- _What to produce_: Exact repetition of every entry is required.

- _Available data_:
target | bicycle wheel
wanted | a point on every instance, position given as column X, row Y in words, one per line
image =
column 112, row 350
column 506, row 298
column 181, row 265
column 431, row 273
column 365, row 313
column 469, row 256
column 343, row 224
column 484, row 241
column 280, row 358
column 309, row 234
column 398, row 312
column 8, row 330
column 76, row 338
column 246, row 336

- _Task result_:
target | bicycle wheel
wanted | a point on every instance, position given as column X, row Y in words, one per line
image =
column 112, row 350
column 506, row 298
column 181, row 265
column 431, row 273
column 365, row 313
column 469, row 256
column 343, row 224
column 484, row 241
column 280, row 358
column 309, row 234
column 398, row 312
column 8, row 330
column 76, row 338
column 246, row 336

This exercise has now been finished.